- Texte à étudier -

────

Le PDG de Challenges et de Science & avenir, Claude Perdriel (voir portrait), se heurte à plusieurs broncas internes. À 87 ans, le patron de gauche, qui a cédé Le Nouvel Observateur en juin en raison de sa mésentente avec l’équipe rédactionnelle, n’a pas l’intention de jeter l’éponge. Encore que…
Près de deux heures de débats houleux. La dernière réunion du comité d’entreprise du newsmagazine hebdomadaire Challenges a donné lieu le 9 février à une série de joutes verbales parfois violentes. Au cœur du malaise, l’arrivée de plusieurs pigistes de luxe à Challenges, tous proches de Perdriel. Dans l’ordre, il s’agit de Maurice Szafran et de Nicolas Domenach, ancien PDG et éditorialiste politique de Marianne. François Bazin et de Bruno Roger-Petit, tous deux issus du service “Politique” de L’Obs, sont aussi venus renforcer les troupes. Prévus pour travailler sur le numérique (Challenges.fr), ils seront coordonnés par la rédactrice en chef “Politique” de Challenges, Ghislaine Ottenheimer. Côté Perdriel, cette “task force” se justifierait. Elle doit en principe booster l’audience du site (1,2 millions de VU en janvier, selon l’éditeur). Le PDG a au passage égratigné la rédaction, accusée de ne pas suffisamment abonder pour le web. Selon le personnel en interne, ces arrivées causent deux soucis majeurs. Avec 1,4 millions d’euros de pertes et probablement deux millions d’euros en 2016, Challenges ajoutera des charges salariales supplémentaires, alors même que le groupe a annoncé un plan d’économie de 700 000 euros pour 2015. Les aspects politiques n’ont pas été non plus absents des débats. La prose des nouveaux collaborateurs reflèterait un anti-sarkozysme primaire. Or, le newsmagazine économique vante l’économie libérale à longueur de colonnes. Vincent Beaufils, le directeur de Challenges, n’a jamais caché que ses préférences politiques allaient plutôt à l’UMP qu’au PS, même “social-démocratisé” par Emmanuel Macron. Le malaise des journalistes présents au CE s’est encore accru lorsque Claude Perdriel s’est inscrit en faux face à cette ligne éditoriale plutôt centriste. Il a asséné à la surprise générale que Challenges était bel et bien un journal de gauche.
Le climat se tend donc clairement entre le PDG et ses troupes, largement désorientées. Claude Perdriel semble décidé à ne pas lâcher ni ses amis, ni ses idées. Il a menacé clairement les réfractaires de fermeture de Challenges si, comme à L’Obs depuis des années, il ne s’entend plus avec la rédaction. Chantage ou intox ? L’autre mouvement de rébellion interne ne devrait en tout cas guère contribuer à calmer l’octogénaire. La société des journalistes de Science & avenir a ainsi vivement protesté par écrit mi-février contre un dossier promotionnel paru dans le mensuel de février, sans mention particulière.

────

- Liste des données -
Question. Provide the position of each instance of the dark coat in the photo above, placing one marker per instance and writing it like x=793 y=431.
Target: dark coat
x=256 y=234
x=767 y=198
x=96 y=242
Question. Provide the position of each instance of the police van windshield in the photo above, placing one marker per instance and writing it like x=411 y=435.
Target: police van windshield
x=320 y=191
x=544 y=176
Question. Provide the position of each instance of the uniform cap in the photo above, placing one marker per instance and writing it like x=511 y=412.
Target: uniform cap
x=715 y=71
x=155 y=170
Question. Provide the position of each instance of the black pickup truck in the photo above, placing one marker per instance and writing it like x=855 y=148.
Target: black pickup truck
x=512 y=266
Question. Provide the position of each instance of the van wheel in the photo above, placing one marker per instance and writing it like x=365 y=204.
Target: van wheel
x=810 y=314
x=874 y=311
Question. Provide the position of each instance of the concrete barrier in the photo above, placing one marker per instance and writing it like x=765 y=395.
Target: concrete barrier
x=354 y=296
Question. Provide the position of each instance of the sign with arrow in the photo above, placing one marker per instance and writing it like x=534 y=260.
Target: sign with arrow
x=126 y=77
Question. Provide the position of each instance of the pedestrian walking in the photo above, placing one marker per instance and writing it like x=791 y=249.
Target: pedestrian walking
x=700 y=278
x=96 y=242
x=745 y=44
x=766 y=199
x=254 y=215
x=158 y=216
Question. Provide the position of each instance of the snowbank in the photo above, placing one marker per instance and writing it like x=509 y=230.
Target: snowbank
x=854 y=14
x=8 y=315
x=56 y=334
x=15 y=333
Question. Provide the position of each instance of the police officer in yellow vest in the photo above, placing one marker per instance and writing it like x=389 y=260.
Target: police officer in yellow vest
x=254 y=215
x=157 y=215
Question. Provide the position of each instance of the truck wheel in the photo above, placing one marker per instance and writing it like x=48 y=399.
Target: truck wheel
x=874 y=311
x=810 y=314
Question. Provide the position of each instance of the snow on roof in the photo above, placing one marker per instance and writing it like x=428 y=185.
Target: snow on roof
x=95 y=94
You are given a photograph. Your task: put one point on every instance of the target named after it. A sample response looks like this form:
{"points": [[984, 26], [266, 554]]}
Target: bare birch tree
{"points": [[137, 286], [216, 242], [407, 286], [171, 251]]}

────

Citez mot pour mot le passage de l'article sur Claude Perdriel qui va de « Le climat se » jusqu'à « sans mention particulière. » inclus.

Le climat se tend donc clairement entre le PDG et ses troupes, largement désorientées. Claude Perdriel semble décidé à ne pas lâcher ni ses amis, ni ses idées. Il a menacé clairement les réfractaires de fermeture de Challenges si, comme à L’Obs depuis des années, il ne s’entend plus avec la rédaction. Chantage ou intox ? L’autre mouvement de rébellion interne ne devrait en tout cas guère contribuer à calmer l’octogénaire. La société des journalistes de Science & avenir a ainsi vivement protesté par écrit mi-février contre un dossier promotionnel paru dans le mensuel de février, sans mention particulière.